Data provided
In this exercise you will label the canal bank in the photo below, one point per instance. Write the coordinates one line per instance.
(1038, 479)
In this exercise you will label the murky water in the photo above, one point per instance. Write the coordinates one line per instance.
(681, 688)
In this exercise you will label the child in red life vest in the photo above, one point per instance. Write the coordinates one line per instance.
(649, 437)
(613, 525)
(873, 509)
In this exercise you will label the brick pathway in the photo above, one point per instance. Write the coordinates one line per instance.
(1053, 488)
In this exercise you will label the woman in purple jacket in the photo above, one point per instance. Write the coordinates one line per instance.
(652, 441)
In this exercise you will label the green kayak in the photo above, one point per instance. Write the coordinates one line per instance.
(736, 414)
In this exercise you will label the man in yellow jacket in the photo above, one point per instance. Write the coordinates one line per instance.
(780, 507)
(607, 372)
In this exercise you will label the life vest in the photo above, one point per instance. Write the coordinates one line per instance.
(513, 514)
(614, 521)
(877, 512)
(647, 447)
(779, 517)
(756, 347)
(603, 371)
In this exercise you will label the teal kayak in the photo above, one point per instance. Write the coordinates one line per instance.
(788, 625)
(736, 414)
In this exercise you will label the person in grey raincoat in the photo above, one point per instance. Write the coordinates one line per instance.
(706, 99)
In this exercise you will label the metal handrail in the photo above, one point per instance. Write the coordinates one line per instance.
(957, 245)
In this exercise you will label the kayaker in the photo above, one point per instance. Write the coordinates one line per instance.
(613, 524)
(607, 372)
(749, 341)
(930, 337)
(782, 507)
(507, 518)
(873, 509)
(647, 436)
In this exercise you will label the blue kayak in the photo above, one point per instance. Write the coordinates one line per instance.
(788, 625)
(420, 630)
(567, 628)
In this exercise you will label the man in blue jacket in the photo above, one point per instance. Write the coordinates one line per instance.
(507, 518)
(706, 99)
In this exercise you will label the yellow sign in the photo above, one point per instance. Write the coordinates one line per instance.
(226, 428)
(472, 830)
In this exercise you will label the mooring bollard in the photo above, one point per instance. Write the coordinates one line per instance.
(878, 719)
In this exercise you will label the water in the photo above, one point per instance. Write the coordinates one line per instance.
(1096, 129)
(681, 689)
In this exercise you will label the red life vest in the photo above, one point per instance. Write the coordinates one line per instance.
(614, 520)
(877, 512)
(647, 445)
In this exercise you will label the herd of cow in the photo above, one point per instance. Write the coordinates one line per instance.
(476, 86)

What is expected
Lay out the items above as a Markdown table with the columns Row and Line, giving each line its row number and leaving out any blank lines. Begin at the line that contains "In this exercise you will label the mooring" and stop after the final line of the items.

Exercise answer
| Row | Line |
|---|---|
| 1 | In this exercise you will label the mooring bollard in the photo above, one point per instance. Write the coordinates one line per instance. |
| 2 | (878, 719) |
| 3 | In this exercise you will label the water in the photo above, one point per instance. Write the coordinates one line per instance. |
| 4 | (1096, 129) |
| 5 | (681, 689) |
| 6 | In this exercise you will label the red life vest in the photo above, one point per instance. Write the coordinates one line per instance. |
| 7 | (614, 520) |
| 8 | (877, 512) |
| 9 | (647, 445) |
| 10 | In this exercise you will label the herd of cow in the photo above, one point per instance. Write the coordinates one line per instance. |
| 11 | (476, 86) |